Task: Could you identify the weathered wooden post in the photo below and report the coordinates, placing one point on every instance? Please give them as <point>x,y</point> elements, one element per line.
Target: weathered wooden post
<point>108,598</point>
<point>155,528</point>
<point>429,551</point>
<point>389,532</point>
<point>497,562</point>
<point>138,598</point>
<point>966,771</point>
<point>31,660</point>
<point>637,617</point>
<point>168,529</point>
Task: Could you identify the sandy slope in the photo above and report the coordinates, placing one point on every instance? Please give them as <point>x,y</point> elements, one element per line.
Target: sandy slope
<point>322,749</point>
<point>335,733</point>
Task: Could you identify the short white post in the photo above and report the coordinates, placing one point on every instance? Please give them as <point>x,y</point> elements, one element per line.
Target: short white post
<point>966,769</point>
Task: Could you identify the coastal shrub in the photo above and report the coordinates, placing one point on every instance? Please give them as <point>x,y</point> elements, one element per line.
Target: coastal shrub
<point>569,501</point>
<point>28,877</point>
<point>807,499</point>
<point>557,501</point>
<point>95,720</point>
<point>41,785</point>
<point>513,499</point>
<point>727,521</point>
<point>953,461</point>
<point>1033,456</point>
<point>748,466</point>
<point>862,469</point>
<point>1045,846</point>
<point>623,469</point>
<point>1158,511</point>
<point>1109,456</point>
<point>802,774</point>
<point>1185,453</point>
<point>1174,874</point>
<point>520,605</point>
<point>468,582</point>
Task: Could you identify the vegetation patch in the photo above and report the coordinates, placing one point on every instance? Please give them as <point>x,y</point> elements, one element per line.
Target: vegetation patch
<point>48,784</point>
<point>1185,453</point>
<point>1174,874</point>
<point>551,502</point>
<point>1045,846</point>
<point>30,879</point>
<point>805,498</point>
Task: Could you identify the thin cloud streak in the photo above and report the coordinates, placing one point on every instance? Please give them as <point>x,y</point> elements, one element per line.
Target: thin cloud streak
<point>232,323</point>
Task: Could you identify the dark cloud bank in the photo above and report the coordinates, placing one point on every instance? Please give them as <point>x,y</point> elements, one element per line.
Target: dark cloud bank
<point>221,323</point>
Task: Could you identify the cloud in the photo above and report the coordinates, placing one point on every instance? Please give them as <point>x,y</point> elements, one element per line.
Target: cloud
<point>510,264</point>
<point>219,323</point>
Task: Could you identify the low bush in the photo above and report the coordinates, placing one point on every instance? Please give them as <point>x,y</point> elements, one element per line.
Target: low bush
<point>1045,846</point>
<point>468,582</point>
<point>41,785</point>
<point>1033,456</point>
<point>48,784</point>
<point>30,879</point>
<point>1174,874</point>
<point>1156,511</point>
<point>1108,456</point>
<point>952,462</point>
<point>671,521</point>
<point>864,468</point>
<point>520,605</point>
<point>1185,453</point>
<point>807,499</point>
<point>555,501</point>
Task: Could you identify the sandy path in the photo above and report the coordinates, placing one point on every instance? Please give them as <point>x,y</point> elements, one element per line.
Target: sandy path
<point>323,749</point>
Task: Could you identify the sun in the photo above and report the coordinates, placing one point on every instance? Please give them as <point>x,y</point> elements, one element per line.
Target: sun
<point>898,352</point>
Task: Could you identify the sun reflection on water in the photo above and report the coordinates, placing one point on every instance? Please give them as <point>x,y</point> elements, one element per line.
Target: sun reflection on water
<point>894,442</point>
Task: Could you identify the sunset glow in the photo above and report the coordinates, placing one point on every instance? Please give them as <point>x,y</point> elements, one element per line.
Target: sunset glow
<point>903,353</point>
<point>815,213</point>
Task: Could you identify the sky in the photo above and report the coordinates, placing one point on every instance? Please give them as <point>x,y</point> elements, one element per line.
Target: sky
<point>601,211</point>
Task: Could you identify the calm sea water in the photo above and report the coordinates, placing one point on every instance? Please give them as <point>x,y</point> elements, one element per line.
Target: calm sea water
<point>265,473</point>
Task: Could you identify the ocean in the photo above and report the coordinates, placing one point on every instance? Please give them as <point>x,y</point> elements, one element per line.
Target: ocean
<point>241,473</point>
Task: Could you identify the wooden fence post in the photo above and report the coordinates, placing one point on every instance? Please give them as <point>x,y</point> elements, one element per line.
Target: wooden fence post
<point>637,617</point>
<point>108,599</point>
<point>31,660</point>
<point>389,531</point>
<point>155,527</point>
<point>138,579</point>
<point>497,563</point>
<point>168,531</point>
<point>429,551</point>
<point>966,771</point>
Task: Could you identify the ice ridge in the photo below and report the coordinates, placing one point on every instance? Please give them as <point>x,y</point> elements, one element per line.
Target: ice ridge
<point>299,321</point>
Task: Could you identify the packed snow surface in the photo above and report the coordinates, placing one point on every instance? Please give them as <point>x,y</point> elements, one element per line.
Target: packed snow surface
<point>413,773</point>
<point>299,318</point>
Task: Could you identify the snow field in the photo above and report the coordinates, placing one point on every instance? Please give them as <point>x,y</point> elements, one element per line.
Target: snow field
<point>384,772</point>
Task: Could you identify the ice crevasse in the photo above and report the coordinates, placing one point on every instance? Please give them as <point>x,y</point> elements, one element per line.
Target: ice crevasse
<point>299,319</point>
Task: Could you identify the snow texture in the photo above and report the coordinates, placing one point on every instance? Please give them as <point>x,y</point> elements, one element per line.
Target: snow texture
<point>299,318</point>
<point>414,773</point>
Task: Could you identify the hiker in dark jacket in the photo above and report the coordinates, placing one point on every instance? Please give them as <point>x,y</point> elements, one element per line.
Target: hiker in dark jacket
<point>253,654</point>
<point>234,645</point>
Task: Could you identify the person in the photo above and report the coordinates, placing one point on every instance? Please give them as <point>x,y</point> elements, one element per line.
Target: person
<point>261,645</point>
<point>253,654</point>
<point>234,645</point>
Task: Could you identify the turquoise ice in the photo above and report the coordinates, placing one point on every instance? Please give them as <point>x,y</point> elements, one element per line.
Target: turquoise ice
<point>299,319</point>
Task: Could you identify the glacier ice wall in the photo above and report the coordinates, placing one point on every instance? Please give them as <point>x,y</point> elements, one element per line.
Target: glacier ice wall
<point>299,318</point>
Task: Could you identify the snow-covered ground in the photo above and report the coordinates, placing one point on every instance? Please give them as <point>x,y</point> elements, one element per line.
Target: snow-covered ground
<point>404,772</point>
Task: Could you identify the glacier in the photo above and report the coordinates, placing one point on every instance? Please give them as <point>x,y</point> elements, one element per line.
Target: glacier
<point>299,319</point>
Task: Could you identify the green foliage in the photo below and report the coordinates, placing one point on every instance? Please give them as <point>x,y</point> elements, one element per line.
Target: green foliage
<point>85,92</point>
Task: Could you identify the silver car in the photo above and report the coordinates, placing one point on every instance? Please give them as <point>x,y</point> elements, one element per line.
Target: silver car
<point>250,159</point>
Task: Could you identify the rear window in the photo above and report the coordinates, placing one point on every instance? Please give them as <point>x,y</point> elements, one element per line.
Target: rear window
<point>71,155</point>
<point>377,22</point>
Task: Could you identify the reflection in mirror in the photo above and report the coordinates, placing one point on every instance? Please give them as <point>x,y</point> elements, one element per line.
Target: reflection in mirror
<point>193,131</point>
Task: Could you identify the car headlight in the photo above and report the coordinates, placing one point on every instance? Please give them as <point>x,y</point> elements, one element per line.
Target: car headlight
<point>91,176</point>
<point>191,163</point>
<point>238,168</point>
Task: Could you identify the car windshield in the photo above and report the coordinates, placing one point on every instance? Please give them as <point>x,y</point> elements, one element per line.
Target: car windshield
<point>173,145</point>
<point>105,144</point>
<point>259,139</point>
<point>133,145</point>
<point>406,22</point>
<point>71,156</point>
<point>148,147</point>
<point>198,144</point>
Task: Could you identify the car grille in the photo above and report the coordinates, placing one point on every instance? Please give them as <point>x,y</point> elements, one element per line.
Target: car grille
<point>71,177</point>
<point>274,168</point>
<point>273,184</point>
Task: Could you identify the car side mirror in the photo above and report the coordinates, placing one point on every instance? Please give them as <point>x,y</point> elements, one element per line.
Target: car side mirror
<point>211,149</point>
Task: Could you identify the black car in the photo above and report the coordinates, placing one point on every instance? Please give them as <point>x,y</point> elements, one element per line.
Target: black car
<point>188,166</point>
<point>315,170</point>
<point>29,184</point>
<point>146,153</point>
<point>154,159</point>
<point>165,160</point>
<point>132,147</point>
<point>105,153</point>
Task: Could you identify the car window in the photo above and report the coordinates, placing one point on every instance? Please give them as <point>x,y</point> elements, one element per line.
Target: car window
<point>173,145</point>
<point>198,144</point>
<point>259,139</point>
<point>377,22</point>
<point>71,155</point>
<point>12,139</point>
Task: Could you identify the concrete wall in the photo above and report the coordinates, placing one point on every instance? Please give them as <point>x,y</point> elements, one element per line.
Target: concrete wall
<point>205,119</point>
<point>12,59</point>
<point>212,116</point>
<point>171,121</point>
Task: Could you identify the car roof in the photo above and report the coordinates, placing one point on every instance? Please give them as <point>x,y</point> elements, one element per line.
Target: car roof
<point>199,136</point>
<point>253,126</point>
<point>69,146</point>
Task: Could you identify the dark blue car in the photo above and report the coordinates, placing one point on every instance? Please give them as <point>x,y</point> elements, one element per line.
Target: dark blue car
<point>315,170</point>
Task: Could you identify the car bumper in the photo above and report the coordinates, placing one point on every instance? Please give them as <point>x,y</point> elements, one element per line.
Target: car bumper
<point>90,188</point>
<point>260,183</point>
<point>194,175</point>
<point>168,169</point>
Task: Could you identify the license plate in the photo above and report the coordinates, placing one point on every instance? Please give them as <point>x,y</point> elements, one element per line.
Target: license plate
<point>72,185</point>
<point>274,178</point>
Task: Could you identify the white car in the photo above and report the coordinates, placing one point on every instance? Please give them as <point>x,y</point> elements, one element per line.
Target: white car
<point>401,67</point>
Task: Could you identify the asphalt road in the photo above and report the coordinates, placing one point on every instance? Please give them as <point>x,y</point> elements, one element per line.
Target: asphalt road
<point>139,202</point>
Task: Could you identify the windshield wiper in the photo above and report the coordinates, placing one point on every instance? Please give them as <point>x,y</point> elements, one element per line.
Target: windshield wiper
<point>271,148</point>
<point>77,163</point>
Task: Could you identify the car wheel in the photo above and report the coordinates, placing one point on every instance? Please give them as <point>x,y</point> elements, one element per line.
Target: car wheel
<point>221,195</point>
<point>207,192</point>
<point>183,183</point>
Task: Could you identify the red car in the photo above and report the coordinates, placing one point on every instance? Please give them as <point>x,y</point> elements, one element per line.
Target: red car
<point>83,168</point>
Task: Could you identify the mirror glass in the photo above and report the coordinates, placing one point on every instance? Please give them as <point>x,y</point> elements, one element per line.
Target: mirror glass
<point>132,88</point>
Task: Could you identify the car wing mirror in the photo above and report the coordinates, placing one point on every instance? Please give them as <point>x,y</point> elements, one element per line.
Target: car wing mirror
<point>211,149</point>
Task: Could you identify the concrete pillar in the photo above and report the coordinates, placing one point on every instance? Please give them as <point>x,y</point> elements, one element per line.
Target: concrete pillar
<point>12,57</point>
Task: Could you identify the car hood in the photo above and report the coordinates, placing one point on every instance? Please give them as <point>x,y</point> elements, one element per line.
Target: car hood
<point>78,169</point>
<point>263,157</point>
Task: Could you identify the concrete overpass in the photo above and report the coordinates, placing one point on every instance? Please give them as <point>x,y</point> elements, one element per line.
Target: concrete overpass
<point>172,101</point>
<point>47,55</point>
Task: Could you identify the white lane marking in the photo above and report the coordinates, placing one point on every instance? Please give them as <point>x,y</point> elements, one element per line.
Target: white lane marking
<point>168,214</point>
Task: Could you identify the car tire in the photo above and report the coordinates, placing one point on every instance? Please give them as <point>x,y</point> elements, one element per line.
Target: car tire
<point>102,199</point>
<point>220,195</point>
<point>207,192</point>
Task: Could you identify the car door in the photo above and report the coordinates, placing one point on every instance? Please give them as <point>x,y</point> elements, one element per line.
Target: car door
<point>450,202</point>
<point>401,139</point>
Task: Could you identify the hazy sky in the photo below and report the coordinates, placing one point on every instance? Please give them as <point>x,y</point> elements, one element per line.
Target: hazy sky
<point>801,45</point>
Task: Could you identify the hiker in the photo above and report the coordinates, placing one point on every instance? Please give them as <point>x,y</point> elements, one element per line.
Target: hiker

■ ■ ■ ■ ■ ■ ■

- THE REQUEST -
Copy the listing from its beginning through the line containing "<point>966,769</point>", switching every "sandy slope" to "sand bank" and keeping everything else the same.

- ANSWER IN FULL -
Task: Could you identify the weathered wooden post in the photo below and report the coordinates, placing one point on every instance? Please give them as <point>x,y</point> elements, one element per line.
Target: weathered wooden post
<point>108,598</point>
<point>155,528</point>
<point>429,551</point>
<point>389,532</point>
<point>497,562</point>
<point>138,598</point>
<point>966,771</point>
<point>31,660</point>
<point>637,617</point>
<point>168,529</point>
Task: Could you identify the sand bank in the photo above and report the coordinates, placing one point on every instance? Please give them as <point>x,y</point> elements, one element per line.
Target: sand bank
<point>322,749</point>
<point>335,733</point>
Task: Could you identify the short white post in the photo above and report the coordinates, placing one point on every instance? Please give them as <point>x,y</point> elements, one element per line.
Target: short white post
<point>966,769</point>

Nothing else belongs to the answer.